*Your task*
Although pictures appear in the records, the copy must leave them out and match everything else exactly.

═════ Records ═════

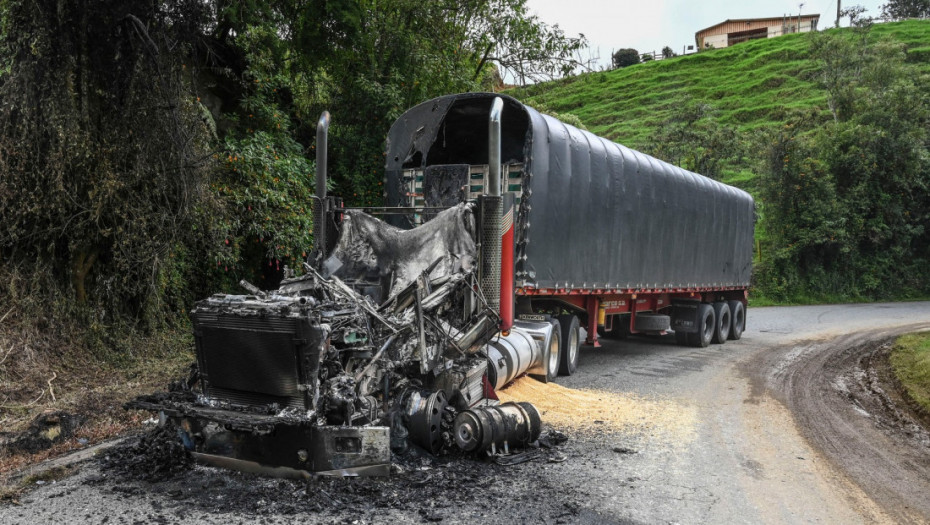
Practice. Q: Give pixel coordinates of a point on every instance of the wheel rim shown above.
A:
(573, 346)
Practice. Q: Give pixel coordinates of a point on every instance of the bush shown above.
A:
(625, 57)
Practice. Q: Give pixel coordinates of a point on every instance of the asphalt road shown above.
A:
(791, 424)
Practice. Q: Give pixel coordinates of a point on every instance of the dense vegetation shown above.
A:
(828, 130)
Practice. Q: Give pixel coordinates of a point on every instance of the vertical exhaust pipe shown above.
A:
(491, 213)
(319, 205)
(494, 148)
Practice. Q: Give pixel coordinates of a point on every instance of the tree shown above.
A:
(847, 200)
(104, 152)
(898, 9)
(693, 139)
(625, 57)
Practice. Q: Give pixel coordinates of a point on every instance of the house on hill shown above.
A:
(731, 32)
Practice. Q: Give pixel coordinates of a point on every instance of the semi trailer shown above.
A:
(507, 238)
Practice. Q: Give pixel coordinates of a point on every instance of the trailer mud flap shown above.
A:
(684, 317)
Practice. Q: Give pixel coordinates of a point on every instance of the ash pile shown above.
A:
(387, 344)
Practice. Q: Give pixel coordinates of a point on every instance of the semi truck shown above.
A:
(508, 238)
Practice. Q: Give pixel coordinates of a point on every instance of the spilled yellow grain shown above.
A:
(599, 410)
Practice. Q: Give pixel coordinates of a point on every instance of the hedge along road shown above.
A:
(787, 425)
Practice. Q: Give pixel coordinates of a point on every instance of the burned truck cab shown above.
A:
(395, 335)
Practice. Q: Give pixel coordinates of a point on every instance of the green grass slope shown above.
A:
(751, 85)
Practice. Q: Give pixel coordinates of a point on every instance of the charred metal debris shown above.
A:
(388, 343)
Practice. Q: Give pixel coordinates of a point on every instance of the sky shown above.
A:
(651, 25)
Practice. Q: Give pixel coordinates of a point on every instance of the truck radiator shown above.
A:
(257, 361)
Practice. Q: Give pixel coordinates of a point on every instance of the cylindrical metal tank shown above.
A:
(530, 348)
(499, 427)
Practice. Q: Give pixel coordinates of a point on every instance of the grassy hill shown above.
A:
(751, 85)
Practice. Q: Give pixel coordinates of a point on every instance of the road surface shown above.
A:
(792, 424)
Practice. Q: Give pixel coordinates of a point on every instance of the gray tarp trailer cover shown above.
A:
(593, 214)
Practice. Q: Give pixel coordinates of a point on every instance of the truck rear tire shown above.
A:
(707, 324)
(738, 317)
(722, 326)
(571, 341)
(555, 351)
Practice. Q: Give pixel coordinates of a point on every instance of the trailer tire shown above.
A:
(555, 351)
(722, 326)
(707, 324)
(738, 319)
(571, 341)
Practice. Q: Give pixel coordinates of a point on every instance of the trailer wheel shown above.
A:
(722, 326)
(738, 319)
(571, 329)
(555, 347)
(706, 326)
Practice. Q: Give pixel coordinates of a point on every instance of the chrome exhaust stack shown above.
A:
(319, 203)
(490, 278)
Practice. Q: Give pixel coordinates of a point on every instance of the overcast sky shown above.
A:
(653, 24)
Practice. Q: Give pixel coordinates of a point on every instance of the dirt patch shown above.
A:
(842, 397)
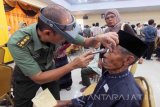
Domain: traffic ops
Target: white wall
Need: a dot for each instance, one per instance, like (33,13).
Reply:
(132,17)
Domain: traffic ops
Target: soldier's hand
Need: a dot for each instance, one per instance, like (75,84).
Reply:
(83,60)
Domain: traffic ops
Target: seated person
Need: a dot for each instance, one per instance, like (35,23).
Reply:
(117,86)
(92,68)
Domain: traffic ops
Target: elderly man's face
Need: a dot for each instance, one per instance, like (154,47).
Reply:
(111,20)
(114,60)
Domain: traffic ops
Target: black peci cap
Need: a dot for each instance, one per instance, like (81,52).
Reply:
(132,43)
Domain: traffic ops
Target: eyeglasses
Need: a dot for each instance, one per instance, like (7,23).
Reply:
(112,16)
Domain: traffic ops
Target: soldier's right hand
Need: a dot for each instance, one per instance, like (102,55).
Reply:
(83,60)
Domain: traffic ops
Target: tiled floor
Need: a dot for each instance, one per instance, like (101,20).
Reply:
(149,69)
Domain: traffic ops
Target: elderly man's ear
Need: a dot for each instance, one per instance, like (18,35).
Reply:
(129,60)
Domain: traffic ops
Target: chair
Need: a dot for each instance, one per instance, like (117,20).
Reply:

═════

*Task answer*
Practice. Q: Give pixel coordinates of a point on every instance of the wheel rim shown above.
A:
(573, 346)
Practice. Q: Give pixel coordinates of a point on every instance of the bush shown above.
A:
(625, 57)
Practice. Q: Give pixel coordinates of a point on every instance of the asphalt road shown above.
A:
(791, 424)
Practice. Q: Give pixel coordinates of a point on every instance of the dense vegetation shown above.
A:
(828, 130)
Practice. Q: Give pixel coordinates of a point on every instance of the vertical exhaust pipe shown above.
A:
(491, 213)
(319, 205)
(494, 148)
Practice. Q: Give pixel coordinates of a point on every instance of the tree shown above.
A:
(847, 200)
(104, 152)
(898, 9)
(693, 139)
(625, 57)
Practice. Q: Give pixel coordinates of a point on every instance of the house on hill shown above.
A:
(731, 32)
Practice. Q: Give pixel coordinates of a point on every instance of the semi trailer shown above.
A:
(507, 238)
Practice. Q: Give pixel coordinates of a point on every instance of the trailer mud flap shown above.
A:
(684, 317)
Practice. Q: Give pixel coordinates of a point on every instance of the ash pile shown above.
A:
(387, 344)
Practice. Q: Give pixel coordinates of a point on every instance of the semi truck shown above.
A:
(508, 238)
Practice. Q: Give pixel coordinates of a point on every instance of the spilled yellow grain shown above.
A:
(599, 410)
Practice. Q: Give pixel coordinates of a point on every instance of the hedge along road shown above.
A:
(787, 425)
Practice. Q: Give pixel coordinates of a point on every instance of the burned truck cab shown above.
A:
(395, 335)
Practice. Q: Give pixel coordinates of a point on every instance of the green grass slope shown above.
A:
(751, 85)
Practice. Q: Give pixel coordinates of a point on every instance of the charred metal debris shown above.
A:
(388, 343)
Practice. Q: Give pixel coordinates of a point on every instance of the sky shown above.
A:
(651, 25)
Practice. Q: Give pixel coordinates of a point on every instance of the truck radiator shown above.
A:
(257, 361)
Practice. Q: Give pixel coordinates of a point on every instance of the cylindrical metal tank shown above.
A:
(530, 348)
(499, 427)
Practice. Q: Give pixel coordinates of a point on every instance of the grassy hill shown above.
A:
(751, 85)
Practice. Q: Give pixel coordinates of a point on every instance of the road surface shown above.
A:
(792, 424)
Practice. Q: Give pixel coordinates of a point on every instance of the gray tarp trailer cover shown above.
A:
(593, 214)
Practice. Q: Give pixel coordinates of a point on every instance of the truck rear tire shown above.
A:
(707, 324)
(738, 317)
(722, 326)
(571, 341)
(555, 351)
Practice. Q: Give pixel coordinates of a point on every instance of the trailer tire shown above.
A:
(555, 351)
(722, 326)
(707, 324)
(738, 319)
(571, 341)
Practice. Q: Give pixel coordinates of a point on every instance of the trailer wheel shown above.
A:
(722, 326)
(738, 319)
(571, 329)
(555, 347)
(706, 326)
Practice. Q: Give pixel coordinates of a point on every instance of the chrome exhaust stack shown above.
A:
(319, 203)
(490, 278)
Practice. Q: Give pixel coordinates of a point on every instance of the overcast sky shown above.
A:
(653, 24)
Practice. Q: Give pixel coordinates of a point on every instance of the dirt patch shown above.
A:
(842, 397)
Domain: traffic ops
Target: white wall
Need: a dot for each instance, one per instance, like (33,13).
Reply:
(132,17)
Domain: traffic ops
Target: soldier's hand
Need: a dot for each instance, one per instance, like (75,84).
Reply:
(83,60)
Domain: traffic ops
Target: seated person
Need: a dot for each instance, one per instance, like (35,23).
Reply:
(117,86)
(92,68)
Domain: traffic ops
Target: elderly man's face
Need: a dot for each instance, one per instance, like (154,47).
Reply:
(111,20)
(114,60)
Domain: traffic ops
Target: black peci cap
Need: a dot for each instance, one per instance, like (81,52).
Reply:
(132,43)
Domain: traffic ops
Target: eyeglasses
Need: a dot for each instance, one per instance, like (7,23).
Reply:
(112,16)
Domain: traffic ops
Target: soldier's right hand
Need: a dot for each instance, one per instance, like (102,55).
Reply:
(83,60)
Domain: traffic ops
Target: tiled floor
Need: a dot for each instance, one per instance, like (101,20).
Reply:
(149,69)
Domain: traffic ops
Target: elderly man's ear
Need: a dot for each instance, one per instance, like (18,35).
Reply:
(129,60)
Domain: traffic ops
Target: chair
Need: a dot for each instance, one per instance, like (117,20).
Reply:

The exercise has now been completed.